Instrucciones de la tarea ->
Escribe la continuación del artículo sobre el colodión y la gelatina explosiva a partir de su última oración.

Artículo ->
* * *

La herida en su dedo tuvo a
maltraer durante toda la noche a Alfred, a tal punto que, en plena madrugada,
se levantó de la cama y, ya sea por la molestia o por su implacable obsesión,
se dirigió raudamente al laboratorio. Ahí manipuló una dosis de nitroglicerina,
y advirtió que el colodión del dedo empezaba a disolverse.
“Eureka”, dijo Alfred, a quien,
seguramente, no le debían faltar sus rudimentos de griego clásico. Disolvió un
poco del colodión que quedaba en el frasco en nitroglicerina y, luego de
mezclar un poco, obtuvo una gelatina de color ámbar amarillo cuyo poder de
explosión superaba al de la dinamita.
Quien descubrió el colodión fue
Louis Ménard, compañero de clase de Charles Baudelaire en el Liceo
Louis-le-Grand. Era, además, poeta y pintor, aunque de poco talento; su obra
más importante es Las ensoñaciones de un pagano místico que contó con cierta repercusión.

* * *

Entradas proporcionadas ->
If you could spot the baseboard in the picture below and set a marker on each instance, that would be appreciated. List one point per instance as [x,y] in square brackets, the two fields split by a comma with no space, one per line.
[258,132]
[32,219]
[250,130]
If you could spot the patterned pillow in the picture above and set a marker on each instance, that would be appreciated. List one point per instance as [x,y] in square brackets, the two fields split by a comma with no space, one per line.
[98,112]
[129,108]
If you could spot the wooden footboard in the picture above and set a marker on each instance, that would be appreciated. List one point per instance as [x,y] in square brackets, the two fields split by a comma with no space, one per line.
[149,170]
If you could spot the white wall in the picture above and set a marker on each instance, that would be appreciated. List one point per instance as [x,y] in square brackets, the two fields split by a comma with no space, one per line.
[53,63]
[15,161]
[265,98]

* * *

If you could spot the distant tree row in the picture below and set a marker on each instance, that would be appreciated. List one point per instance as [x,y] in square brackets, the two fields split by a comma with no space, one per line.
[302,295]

* * *

Respuesta del ejercicio ->
Tras publicar en 1843 el libro Prometeo bajo el seudónimo de Luis de
Senneville, Ménard, que se dio el gusto de conocer en persona a Karl Marx,
comenzó a interesarse en la química a la que en 1846 aportaría el
descubrimiento del colodión.
En su libro de críticas sobre
literatura contemporánea Promenades littéraires (Paseos literarios) el escritor
Rémy de Gourmont le dedica un artículo a Louis Ménard, “un místico pagano”, un
poeta aficionado a la parodia que “intentó reescribir ciertas obras perdidas de
los trágicos griegos e intentó, incluso, una versión del Prometeo liberado de
Esquilo, que escribió en francés para comodidad de sus lectores”. En su
biografía sobre Jorge Luis Borges, Emir Rodríguez Monegal atribuye la creación
del personaje de Pierre Menard (aquel autor francés capaz de escribir y no
copiar los capítulos noveno y trigésimo octavo de la primera parte del
Quijote), a la lectura de ese libro a partir del cual Borges queda fascinado
por la figura del descubridor del colodión.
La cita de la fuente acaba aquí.